Data records:
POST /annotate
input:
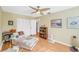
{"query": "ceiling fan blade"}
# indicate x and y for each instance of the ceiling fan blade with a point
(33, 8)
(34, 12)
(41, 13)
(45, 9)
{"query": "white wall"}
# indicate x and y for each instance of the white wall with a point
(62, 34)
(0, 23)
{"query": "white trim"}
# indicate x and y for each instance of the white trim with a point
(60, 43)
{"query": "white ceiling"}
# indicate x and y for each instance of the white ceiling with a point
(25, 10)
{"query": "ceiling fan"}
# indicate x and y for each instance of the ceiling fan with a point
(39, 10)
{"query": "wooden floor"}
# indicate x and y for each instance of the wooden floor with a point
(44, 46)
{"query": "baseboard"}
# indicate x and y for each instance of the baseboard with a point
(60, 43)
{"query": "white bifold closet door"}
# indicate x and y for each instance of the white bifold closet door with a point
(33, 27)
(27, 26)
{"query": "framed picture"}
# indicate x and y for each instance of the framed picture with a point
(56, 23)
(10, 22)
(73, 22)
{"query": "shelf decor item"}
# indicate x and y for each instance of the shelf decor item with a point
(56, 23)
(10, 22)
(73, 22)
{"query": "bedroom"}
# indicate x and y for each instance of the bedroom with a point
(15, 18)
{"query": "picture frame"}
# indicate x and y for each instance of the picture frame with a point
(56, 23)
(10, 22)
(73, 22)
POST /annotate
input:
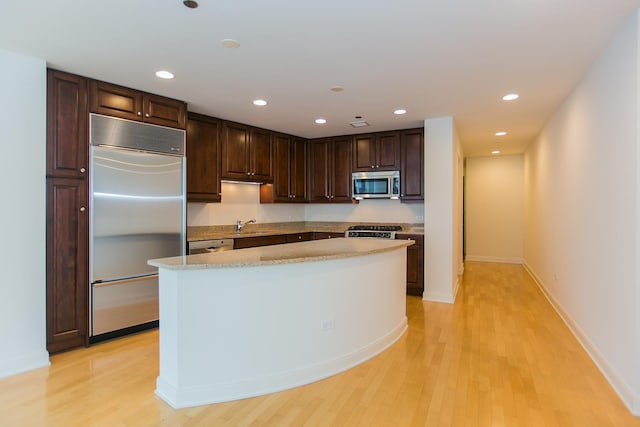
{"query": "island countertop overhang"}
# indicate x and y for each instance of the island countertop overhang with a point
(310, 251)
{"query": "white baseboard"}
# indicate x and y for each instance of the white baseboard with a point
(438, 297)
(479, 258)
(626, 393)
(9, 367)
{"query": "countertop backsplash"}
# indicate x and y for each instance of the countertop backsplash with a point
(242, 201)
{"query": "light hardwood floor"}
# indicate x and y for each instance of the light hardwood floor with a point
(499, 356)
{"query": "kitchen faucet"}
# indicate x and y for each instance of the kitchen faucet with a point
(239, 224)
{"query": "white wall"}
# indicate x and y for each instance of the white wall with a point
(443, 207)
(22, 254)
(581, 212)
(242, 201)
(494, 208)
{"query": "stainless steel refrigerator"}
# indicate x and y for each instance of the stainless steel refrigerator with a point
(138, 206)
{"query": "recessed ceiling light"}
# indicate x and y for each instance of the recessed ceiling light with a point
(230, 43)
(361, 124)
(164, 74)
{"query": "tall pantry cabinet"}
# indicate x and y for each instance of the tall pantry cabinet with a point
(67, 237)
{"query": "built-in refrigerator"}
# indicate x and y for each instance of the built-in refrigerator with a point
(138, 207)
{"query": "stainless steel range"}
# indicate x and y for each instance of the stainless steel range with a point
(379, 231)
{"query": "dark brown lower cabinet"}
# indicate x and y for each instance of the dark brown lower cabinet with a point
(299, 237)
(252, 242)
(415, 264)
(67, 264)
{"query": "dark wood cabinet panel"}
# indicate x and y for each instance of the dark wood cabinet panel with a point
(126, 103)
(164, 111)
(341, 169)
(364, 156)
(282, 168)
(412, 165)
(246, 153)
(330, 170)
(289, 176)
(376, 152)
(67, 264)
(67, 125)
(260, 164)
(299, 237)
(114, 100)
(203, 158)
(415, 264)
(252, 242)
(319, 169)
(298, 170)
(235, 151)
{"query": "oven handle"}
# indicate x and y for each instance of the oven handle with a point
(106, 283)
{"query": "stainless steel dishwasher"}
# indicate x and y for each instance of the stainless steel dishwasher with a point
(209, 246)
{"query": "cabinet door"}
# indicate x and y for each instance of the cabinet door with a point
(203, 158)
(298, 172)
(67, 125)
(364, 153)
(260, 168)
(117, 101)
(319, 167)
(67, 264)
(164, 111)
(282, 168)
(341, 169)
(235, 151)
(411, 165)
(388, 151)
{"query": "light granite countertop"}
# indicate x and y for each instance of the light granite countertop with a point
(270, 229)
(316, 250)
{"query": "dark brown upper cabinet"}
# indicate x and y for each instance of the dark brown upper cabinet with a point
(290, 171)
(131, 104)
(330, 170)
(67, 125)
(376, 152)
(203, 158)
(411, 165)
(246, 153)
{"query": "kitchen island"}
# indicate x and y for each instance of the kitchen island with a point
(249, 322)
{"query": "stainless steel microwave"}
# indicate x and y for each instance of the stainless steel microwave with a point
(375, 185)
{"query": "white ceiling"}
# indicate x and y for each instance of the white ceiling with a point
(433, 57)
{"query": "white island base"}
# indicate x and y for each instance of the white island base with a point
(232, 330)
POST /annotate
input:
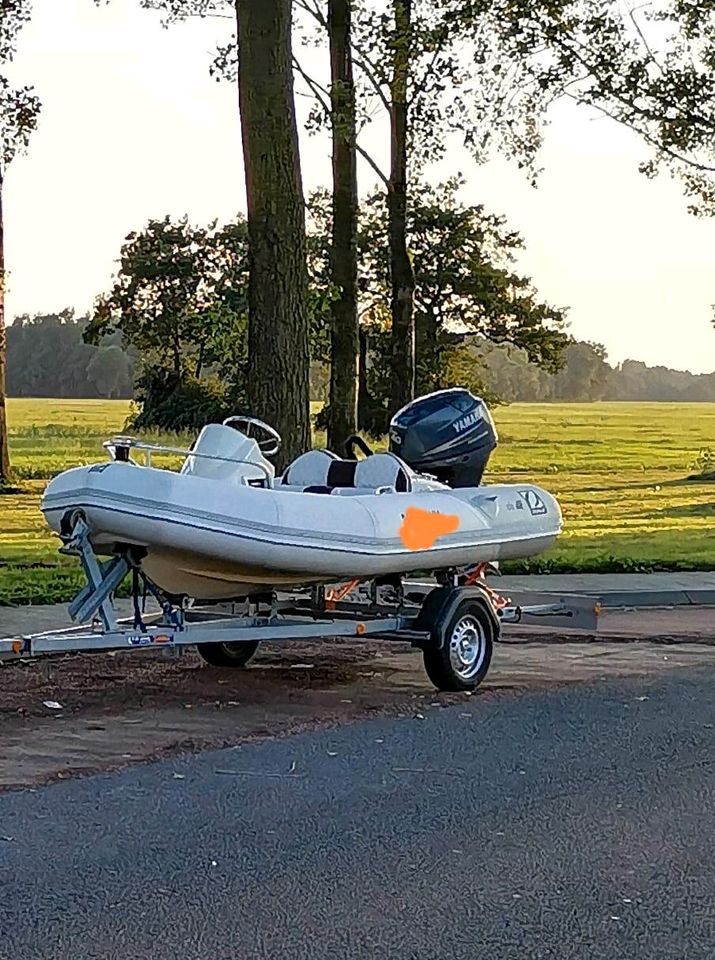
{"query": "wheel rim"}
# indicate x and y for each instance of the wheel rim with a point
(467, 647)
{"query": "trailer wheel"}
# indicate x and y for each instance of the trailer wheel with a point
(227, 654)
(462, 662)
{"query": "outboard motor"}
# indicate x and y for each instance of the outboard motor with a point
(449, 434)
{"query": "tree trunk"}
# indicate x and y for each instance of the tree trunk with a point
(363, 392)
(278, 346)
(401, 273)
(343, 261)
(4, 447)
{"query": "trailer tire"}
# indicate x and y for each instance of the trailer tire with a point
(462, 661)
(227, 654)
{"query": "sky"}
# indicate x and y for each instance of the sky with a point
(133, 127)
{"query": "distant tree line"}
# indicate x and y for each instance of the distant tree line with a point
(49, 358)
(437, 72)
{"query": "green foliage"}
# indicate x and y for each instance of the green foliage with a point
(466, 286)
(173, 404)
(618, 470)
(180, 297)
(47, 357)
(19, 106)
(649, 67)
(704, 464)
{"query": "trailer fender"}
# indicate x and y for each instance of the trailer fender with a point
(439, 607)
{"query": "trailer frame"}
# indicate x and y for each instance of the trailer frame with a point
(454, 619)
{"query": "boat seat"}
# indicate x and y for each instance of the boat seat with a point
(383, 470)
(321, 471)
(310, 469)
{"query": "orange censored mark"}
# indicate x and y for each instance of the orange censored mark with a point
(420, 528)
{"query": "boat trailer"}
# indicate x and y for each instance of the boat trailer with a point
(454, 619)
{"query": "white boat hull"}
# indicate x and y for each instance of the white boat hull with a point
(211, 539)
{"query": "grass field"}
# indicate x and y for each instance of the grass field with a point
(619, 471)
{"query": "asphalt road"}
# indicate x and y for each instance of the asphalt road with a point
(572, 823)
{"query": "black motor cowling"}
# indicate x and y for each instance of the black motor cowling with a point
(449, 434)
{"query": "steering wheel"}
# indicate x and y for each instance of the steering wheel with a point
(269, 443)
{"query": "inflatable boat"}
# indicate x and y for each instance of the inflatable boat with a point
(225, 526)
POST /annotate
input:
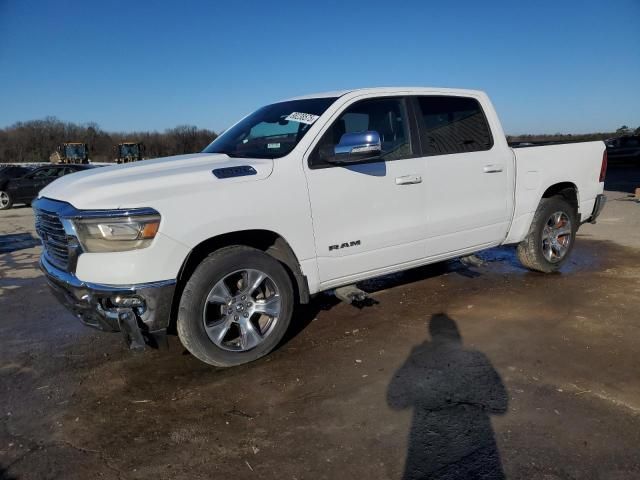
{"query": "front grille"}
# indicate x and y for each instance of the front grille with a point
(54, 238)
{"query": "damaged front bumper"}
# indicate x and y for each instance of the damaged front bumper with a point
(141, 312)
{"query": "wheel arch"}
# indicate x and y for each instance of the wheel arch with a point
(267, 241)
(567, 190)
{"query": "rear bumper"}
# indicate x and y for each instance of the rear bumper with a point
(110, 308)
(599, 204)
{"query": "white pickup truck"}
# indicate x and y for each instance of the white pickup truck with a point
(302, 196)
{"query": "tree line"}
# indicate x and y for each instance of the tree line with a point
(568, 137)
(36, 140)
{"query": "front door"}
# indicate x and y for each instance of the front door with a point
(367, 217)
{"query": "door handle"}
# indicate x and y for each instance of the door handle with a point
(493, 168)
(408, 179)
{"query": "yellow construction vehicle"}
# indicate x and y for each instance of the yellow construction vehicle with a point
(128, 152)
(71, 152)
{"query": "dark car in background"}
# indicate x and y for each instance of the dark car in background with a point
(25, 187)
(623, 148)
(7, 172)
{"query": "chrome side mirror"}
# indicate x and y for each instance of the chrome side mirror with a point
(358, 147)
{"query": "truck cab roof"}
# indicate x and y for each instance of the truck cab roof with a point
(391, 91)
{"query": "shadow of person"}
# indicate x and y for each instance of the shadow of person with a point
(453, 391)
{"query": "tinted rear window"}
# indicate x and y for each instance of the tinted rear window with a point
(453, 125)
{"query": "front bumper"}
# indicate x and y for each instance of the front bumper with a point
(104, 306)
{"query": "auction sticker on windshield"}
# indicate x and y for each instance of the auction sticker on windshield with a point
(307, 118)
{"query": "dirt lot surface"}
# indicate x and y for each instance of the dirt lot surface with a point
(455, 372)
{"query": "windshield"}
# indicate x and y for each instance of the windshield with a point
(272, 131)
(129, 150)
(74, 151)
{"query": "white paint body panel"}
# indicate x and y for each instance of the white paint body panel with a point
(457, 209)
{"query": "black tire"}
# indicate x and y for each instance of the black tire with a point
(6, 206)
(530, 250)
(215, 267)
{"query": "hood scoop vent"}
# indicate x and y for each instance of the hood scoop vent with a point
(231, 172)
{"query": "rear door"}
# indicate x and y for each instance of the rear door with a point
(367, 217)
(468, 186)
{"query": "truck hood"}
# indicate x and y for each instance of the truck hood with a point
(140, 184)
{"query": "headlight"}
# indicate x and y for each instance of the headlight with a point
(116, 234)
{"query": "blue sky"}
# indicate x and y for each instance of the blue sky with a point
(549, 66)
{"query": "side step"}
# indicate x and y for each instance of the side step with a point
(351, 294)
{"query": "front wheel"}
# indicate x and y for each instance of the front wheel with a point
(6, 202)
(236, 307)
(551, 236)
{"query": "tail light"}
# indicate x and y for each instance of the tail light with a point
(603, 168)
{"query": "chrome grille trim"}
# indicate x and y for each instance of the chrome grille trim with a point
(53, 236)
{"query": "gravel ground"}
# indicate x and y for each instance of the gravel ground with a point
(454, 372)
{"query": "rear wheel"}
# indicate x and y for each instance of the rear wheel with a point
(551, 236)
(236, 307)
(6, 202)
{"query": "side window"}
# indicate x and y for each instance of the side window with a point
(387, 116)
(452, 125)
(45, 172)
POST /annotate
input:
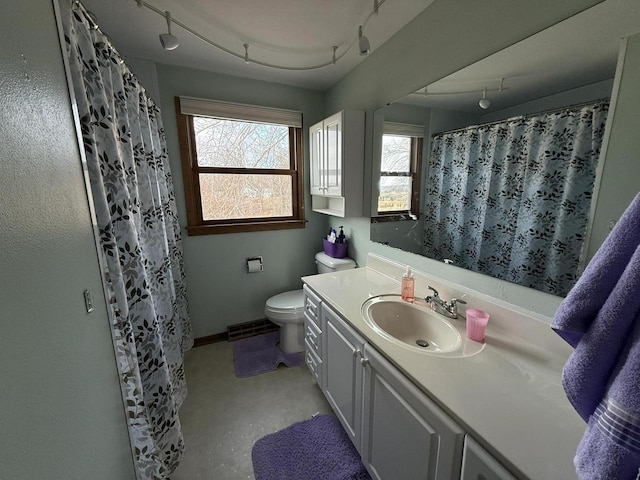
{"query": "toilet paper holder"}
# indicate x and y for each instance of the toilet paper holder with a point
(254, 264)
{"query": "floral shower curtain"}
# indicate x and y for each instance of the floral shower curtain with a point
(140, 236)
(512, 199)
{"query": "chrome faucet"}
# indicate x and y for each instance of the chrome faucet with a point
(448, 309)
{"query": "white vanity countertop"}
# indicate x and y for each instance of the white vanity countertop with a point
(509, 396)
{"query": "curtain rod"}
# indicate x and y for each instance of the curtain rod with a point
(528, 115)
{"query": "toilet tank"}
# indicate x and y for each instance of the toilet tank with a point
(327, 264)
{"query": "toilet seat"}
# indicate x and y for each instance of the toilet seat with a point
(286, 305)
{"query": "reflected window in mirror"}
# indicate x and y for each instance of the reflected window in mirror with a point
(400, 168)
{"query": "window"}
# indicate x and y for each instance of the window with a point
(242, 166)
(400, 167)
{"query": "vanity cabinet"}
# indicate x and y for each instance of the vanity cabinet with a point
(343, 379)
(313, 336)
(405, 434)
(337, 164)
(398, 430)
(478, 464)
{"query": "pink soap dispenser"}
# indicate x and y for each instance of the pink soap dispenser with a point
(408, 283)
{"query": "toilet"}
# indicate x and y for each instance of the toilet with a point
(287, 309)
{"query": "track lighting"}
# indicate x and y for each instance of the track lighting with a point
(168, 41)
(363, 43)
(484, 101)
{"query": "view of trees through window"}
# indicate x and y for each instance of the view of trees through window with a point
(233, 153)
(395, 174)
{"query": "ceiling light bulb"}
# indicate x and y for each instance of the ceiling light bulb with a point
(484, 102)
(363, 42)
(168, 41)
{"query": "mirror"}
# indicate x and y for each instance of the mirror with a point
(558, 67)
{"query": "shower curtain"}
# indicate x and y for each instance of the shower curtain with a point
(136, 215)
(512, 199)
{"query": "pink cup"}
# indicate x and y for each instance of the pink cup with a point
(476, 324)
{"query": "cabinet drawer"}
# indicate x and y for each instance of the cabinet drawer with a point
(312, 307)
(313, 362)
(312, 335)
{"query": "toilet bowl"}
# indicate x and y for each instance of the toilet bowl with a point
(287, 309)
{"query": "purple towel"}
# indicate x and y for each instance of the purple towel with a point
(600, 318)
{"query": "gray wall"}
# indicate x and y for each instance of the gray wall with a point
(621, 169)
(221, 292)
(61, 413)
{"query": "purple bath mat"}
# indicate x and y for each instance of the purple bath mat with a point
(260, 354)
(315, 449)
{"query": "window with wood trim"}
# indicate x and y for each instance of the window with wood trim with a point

Directive:
Show every line of the material that contains the string "reflected", copying each line in full and treating uppercase and lowercase as different.

Reply:
{"query": "reflected window in mirror"}
# indicate x and y for each instance of the reflected window in mirror with a point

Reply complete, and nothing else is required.